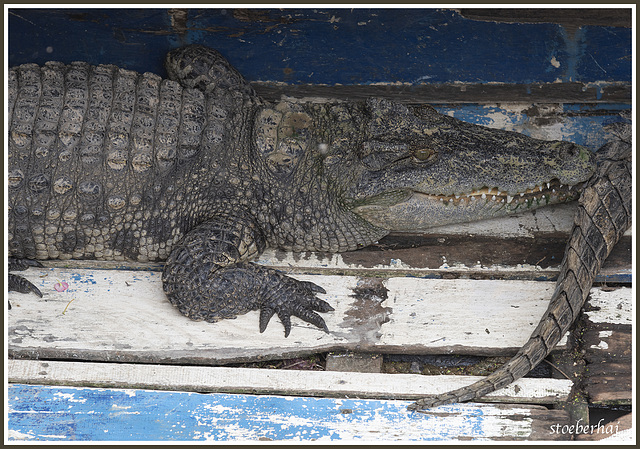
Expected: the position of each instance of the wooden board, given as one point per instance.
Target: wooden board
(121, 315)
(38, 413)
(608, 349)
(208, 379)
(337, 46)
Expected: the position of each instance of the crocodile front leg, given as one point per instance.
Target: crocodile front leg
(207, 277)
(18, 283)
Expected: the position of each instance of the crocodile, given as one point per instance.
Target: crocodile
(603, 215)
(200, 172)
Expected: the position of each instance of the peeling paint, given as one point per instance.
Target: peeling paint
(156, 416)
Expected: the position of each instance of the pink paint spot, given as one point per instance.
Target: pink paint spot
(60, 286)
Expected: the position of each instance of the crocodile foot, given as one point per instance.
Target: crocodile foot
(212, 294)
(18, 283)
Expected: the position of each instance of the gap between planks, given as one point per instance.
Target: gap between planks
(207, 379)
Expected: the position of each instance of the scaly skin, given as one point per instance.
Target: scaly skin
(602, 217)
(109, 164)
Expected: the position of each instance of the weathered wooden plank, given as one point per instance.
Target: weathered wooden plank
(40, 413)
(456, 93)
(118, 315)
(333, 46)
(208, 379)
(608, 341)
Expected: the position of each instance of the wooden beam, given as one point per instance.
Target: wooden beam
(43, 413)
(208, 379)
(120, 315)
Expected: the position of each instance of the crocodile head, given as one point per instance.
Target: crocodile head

_To be done_: Scale the listing above: reproduce every line, including the requests, and multiply each point coordinate by 2, rounding to whole numbers with halves going up. Leave the pictures out of your answer.

_Result of the exercise_:
Expected: the position of each instance of the wooden board, given as one point per instance.
Target: wooden board
(242, 630)
(76, 826)
(1216, 698)
(416, 758)
(674, 92)
Expected: the position of each instance of the crocodile front leg, given as one point per instance.
Target: crocodile front leg
(414, 554)
(36, 566)
Expected: the position of each instance of the crocodile, given as one point per instance.
Target: crocodile
(1206, 430)
(400, 344)
Expected: the position of each instance of the peeling paint, given as one point per instance.
Target: peeling paint
(312, 832)
Expected: the position of each instance of the pink paint spot, given as one point per instance.
Target: pink paint spot
(120, 572)
Expected: the position of each instance of the crocodile foot, given as one point per instance.
Target: crocodile foot
(424, 588)
(36, 566)
Expected: the position of each instance of the gap between planks, given as one point per instance.
Target: gap between planks
(414, 758)
Expected: the position of each instance of the scaly skin, given as one point per instance.
Target: scaly skin
(1204, 434)
(218, 328)
Expected: the position of each instance of the weathered wooden plank, given as one point per instance.
Target: weathered wooden plank
(80, 826)
(912, 186)
(236, 630)
(666, 92)
(416, 758)
(1216, 682)
Expected: the position of each instance of the wooden beam, given as one point per instance.
Target: wooden beam
(86, 826)
(416, 758)
(240, 630)
Expected: the position of each instance of the crocodile head, given as one point per instance.
Target: crocodile head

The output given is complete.